Location identification entries:

____

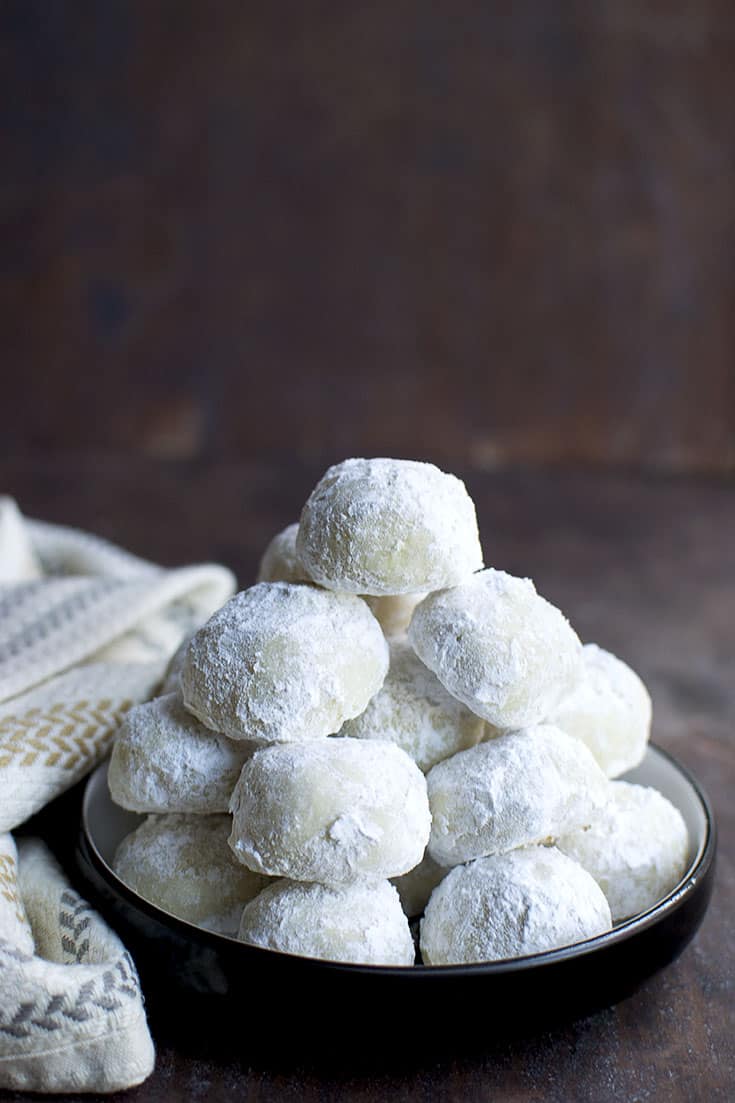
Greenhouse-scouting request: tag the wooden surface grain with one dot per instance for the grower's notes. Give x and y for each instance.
(496, 233)
(642, 566)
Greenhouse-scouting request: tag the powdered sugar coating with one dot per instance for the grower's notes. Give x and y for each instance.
(510, 906)
(163, 760)
(609, 710)
(284, 662)
(332, 810)
(360, 922)
(417, 885)
(383, 526)
(637, 848)
(280, 563)
(394, 611)
(414, 710)
(498, 646)
(183, 865)
(521, 788)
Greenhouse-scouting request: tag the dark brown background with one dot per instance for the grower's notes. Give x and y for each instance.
(240, 241)
(487, 232)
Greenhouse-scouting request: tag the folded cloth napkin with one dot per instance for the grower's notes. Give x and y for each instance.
(85, 632)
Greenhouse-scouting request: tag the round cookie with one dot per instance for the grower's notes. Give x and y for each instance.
(389, 526)
(284, 662)
(510, 906)
(360, 922)
(331, 810)
(414, 710)
(636, 848)
(393, 612)
(183, 865)
(522, 788)
(609, 710)
(279, 563)
(163, 760)
(498, 646)
(417, 885)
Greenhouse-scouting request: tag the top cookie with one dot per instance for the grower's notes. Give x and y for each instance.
(389, 526)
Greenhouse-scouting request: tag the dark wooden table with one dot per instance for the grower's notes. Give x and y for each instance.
(642, 566)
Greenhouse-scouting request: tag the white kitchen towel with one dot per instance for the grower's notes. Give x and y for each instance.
(72, 1016)
(86, 630)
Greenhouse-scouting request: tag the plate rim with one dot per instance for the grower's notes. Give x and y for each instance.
(637, 924)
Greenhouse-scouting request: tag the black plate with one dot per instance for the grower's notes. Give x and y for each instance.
(307, 996)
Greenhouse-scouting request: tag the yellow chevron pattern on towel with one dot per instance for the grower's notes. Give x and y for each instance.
(63, 735)
(9, 886)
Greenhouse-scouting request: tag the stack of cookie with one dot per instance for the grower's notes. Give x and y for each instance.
(381, 708)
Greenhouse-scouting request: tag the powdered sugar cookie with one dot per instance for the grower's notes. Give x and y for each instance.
(183, 865)
(636, 848)
(417, 885)
(389, 526)
(609, 710)
(498, 646)
(414, 710)
(519, 789)
(331, 810)
(360, 922)
(510, 906)
(164, 760)
(394, 612)
(284, 662)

____

PROBLEM STATEMENT:
Convert the entries into a two-column CSV with the headers request and points. Begin at the line that has "Greenhouse-scouting request: tag the yellow" and stop after the last entry. Give one row per request, put each field in quotes, and change line breaks to spaces.

ANSWER FOR THIS EXERCISE:
request,points
"Greenhouse-scouting request: tag the yellow chevron pattern on towel with one dot per instance for the grower's notes. Give x and y for each instance.","(63, 735) (9, 886)"
"Greenhouse-scouting request: tag the stack of cookie with one dot per instance for the grower's notes. Give x and y for each instance.","(381, 708)"
"Greenhouse-scouting request: tag the powdered sugar cookie with one dot per instance for the grower's notes. Give x and y for each instance.","(183, 865) (636, 848) (417, 885) (389, 526) (609, 710) (498, 646) (414, 710) (519, 789) (331, 810) (360, 922) (510, 906) (164, 760) (394, 612) (284, 662)"